> **WHAT YOU NEED TO DO**:
Your task is to retype each line of the data below exactly.

> **GIVEN DATA**:
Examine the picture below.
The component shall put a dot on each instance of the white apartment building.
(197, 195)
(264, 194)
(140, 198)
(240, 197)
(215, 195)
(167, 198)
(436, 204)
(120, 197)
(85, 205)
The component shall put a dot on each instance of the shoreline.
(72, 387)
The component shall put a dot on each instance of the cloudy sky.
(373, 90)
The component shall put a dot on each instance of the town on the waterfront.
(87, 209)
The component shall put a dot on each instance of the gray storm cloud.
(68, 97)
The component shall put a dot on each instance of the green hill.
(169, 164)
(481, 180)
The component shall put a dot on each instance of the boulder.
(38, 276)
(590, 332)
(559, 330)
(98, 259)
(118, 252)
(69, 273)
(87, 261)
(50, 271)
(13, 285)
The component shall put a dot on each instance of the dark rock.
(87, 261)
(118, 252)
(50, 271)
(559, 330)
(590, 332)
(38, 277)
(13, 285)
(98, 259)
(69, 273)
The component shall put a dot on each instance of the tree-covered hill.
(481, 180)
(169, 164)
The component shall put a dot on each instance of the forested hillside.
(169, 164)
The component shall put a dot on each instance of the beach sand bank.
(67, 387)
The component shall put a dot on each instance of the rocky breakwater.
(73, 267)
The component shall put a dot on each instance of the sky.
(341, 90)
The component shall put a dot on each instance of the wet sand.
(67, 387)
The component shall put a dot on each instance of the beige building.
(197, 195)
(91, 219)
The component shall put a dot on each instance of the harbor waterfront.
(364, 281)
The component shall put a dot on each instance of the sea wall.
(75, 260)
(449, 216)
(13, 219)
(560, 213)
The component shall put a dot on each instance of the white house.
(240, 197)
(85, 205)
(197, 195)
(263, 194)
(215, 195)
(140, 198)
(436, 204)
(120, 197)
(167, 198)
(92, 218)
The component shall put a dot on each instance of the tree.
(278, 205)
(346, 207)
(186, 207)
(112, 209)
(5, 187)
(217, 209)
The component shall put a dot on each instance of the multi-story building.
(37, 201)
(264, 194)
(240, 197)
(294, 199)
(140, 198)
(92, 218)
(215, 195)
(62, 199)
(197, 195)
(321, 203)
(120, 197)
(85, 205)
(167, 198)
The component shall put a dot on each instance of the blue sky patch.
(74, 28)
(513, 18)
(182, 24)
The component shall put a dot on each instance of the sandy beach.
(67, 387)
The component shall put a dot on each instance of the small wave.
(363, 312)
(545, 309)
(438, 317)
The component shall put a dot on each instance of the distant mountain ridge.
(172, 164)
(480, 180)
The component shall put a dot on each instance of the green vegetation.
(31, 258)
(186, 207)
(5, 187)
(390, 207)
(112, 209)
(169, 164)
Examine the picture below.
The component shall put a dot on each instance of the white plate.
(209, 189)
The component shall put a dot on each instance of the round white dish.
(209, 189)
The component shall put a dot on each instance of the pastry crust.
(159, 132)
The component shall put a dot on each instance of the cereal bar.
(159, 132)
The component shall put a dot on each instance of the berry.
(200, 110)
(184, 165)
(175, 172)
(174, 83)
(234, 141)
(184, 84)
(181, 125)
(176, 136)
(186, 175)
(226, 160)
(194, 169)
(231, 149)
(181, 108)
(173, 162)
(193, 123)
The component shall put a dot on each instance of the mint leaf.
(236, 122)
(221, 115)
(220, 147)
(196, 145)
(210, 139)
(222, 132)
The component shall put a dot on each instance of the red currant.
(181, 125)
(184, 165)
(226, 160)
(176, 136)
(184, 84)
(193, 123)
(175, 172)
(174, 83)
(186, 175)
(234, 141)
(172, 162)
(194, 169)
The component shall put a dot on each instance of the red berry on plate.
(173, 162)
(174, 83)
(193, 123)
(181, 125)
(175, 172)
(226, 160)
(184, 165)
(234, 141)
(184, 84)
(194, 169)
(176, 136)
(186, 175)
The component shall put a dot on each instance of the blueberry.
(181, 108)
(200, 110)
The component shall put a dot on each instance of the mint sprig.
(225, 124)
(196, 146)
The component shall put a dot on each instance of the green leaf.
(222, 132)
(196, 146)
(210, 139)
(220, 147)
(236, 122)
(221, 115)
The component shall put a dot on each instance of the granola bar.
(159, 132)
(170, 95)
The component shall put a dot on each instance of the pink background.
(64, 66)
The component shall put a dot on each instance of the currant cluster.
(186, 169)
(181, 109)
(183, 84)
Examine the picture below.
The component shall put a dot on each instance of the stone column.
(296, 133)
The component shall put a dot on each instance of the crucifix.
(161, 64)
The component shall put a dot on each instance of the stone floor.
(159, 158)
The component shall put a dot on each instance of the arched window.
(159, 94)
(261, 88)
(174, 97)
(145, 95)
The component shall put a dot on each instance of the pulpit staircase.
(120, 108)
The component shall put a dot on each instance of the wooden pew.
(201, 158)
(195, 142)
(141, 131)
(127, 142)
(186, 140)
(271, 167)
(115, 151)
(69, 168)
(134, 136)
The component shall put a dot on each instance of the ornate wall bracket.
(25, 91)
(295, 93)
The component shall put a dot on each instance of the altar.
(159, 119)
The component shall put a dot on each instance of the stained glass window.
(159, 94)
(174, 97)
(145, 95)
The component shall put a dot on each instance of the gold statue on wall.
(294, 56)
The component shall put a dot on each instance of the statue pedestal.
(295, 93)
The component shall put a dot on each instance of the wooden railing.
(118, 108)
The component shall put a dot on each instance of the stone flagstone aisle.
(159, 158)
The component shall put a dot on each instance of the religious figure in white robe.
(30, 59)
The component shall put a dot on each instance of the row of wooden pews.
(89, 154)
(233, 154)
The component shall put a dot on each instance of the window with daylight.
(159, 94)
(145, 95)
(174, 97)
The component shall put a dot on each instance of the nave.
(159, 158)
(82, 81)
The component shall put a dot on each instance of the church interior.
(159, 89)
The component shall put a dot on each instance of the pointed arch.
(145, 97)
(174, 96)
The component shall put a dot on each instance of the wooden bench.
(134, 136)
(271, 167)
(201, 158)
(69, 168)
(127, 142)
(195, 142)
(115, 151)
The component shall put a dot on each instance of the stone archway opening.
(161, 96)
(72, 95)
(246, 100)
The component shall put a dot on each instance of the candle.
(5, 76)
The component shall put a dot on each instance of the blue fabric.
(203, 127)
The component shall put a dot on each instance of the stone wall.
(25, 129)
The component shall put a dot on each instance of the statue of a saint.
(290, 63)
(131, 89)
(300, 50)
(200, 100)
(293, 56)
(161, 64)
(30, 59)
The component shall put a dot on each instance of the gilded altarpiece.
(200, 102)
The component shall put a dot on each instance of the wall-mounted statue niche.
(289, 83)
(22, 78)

> **REPLY TO THE TASK**:
Examine the picture below.
The component shall put a dot on each instance of the white apartment building.
(197, 195)
(264, 194)
(140, 198)
(240, 197)
(215, 195)
(167, 198)
(436, 204)
(120, 197)
(85, 205)
The component shall put a dot on each instance of the shoreline.
(72, 387)
The component shall put a dot on each instance of the cloudy sky.
(373, 90)
The component shall put a dot on each instance of the town on the waterfront.
(87, 209)
The component shall put a dot on each instance of the gray storm cloud.
(68, 97)
The component shall put a dot on each instance of the green hill.
(169, 164)
(481, 180)
The component shall put a dot on each instance of the boulder.
(38, 276)
(590, 332)
(559, 330)
(98, 259)
(118, 252)
(69, 273)
(87, 261)
(50, 271)
(13, 285)
The component shall put a dot on each instance of the dark rock.
(87, 261)
(118, 252)
(50, 271)
(559, 330)
(590, 332)
(38, 277)
(13, 285)
(98, 259)
(69, 273)
The component shall put a dot on each instance of the tree-covered hill.
(481, 180)
(169, 164)
The component shall put a dot on each instance of the forested hillside.
(169, 164)
The component shall put a dot on each instance of the beach sand bank.
(67, 387)
The component shall put a dot on each instance of the rocky breakwater.
(73, 267)
The component shall put a dot on each instance of the sky.
(341, 90)
The component shall put a dot on each instance of the wet sand.
(67, 387)
The component shall put a dot on each instance of the beige building.
(197, 195)
(91, 219)
The component shall put a dot on each instance of the harbor waterfront.
(364, 281)
The component shall put a dot on each instance of the sea wall.
(75, 260)
(449, 216)
(13, 219)
(560, 213)
The component shall put a dot on each instance of the white house.
(240, 197)
(85, 205)
(197, 195)
(263, 194)
(215, 195)
(140, 198)
(436, 204)
(120, 197)
(167, 198)
(92, 218)
The component shall put a dot on each instance of the tree.
(278, 205)
(346, 207)
(186, 207)
(112, 209)
(5, 187)
(217, 209)
The component shall put a dot on each instance of the multi-story building.
(37, 201)
(264, 194)
(240, 197)
(294, 199)
(140, 198)
(92, 218)
(215, 195)
(62, 199)
(197, 195)
(321, 203)
(120, 197)
(85, 205)
(167, 198)
The component shall put a dot on each instance of the blue sky patch.
(74, 28)
(513, 18)
(182, 24)
The component shall put a dot on each instance of the sandy beach.
(67, 387)
The component shall put a dot on each instance of the small wave.
(363, 312)
(545, 309)
(438, 317)
The component shall put a dot on each instance of the distant mountain ridge.
(172, 164)
(480, 180)
The component shall put a dot on each instance of the green vegetation.
(31, 258)
(186, 207)
(5, 187)
(390, 207)
(112, 209)
(169, 164)
Examine the picture below.
The component shall put a dot on each instance of the white plate.
(209, 189)
The component shall put a dot on each instance of the round white dish.
(209, 189)
The component shall put a dot on each instance of the pastry crust.
(159, 132)
The component shall put a dot on each instance of the cereal bar.
(159, 132)
The component shall put a dot on each instance of the berry.
(200, 110)
(184, 165)
(175, 172)
(174, 83)
(234, 141)
(184, 84)
(181, 125)
(176, 136)
(186, 175)
(226, 160)
(194, 169)
(231, 149)
(181, 108)
(173, 162)
(193, 123)
The component shall put a dot on each instance of the mint leaf.
(236, 122)
(221, 115)
(220, 147)
(196, 145)
(210, 139)
(222, 132)
The component shall put a dot on each instance of the red currant.
(181, 125)
(184, 165)
(226, 160)
(176, 136)
(184, 84)
(193, 123)
(175, 172)
(174, 83)
(186, 175)
(234, 141)
(172, 162)
(194, 169)
The component shall put a dot on each instance of the red berry on plate.
(173, 162)
(174, 83)
(193, 123)
(181, 125)
(175, 172)
(226, 160)
(184, 165)
(234, 141)
(184, 84)
(194, 169)
(176, 136)
(186, 175)
The component shall put a dot on each instance of the blueberry.
(181, 108)
(200, 110)
The component shall put a dot on each instance of the mint sprig.
(225, 124)
(196, 146)
The component shall put a dot on each instance of the green leaf.
(222, 132)
(196, 146)
(210, 139)
(220, 147)
(236, 122)
(221, 115)
The component shall put a dot on each instance of the granola bar.
(159, 132)
(170, 95)
The component shall put a dot on each instance of the pink background.
(64, 66)
The component shall put a dot on each instance of the currant cluster.
(186, 169)
(181, 109)
(183, 84)
Examine the picture below.
The component shall put a dot on each instance of the stone column.
(296, 133)
The component shall put a dot on each instance of the crucifix.
(161, 64)
The component shall put a dot on each instance of the stone floor.
(159, 158)
The component shall put a dot on each instance of the arched window.
(159, 94)
(261, 88)
(174, 97)
(145, 95)
The component shall put a dot on each instance of the pulpit staircase.
(120, 108)
The component shall put a dot on each instance of the wooden pew.
(201, 158)
(195, 142)
(141, 131)
(127, 142)
(186, 140)
(271, 167)
(115, 151)
(69, 168)
(134, 136)
The component shall put a dot on each instance of the ornate wall bracket.
(25, 91)
(295, 93)
The component shall put a dot on each instance of the altar.
(159, 119)
The component shall put a dot on each instance of the stained glass window.
(159, 94)
(174, 97)
(145, 95)
The component shall put a dot on each instance of the gold statue on wall.
(294, 56)
The component shall put a dot on each instance of the statue pedestal.
(295, 93)
The component shall put a dot on each instance of the wooden railing.
(118, 108)
The component shall put a dot on each instance of the stone flagstone aisle.
(159, 158)
The component shall put a dot on each instance of the religious figure in white robe.
(30, 59)
The component shall put a dot on each instance of the row of wooden pews.
(89, 154)
(233, 154)
The component shall put a dot on each instance of the window with daylight.
(159, 94)
(145, 95)
(174, 97)
The component shall put a dot on each instance of the nave.
(159, 158)
(82, 81)
The component shall put a dot on each instance of the church interior.
(159, 89)
The component shall put a dot on each instance of the pointed arch.
(145, 97)
(174, 96)
The component shall put a dot on each instance of the wooden bench.
(134, 136)
(271, 167)
(201, 158)
(69, 168)
(127, 142)
(195, 142)
(115, 151)
The component shall put a dot on each instance of the stone archway opening.
(161, 96)
(72, 95)
(246, 100)
The component shall put a dot on each instance of the candle.
(5, 76)
The component shall put a dot on each instance of the blue fabric.
(203, 127)
The component shall put a dot on each instance of the stone wall.
(25, 129)
The component shall put a dot on each instance of the statue of a saint.
(290, 63)
(131, 89)
(300, 50)
(200, 100)
(293, 56)
(161, 64)
(30, 59)
The component shall put a dot on each instance of the gilded altarpiece.
(200, 102)
The component shall put a dot on each instance of the wall-mounted statue niche.
(289, 83)
(22, 78)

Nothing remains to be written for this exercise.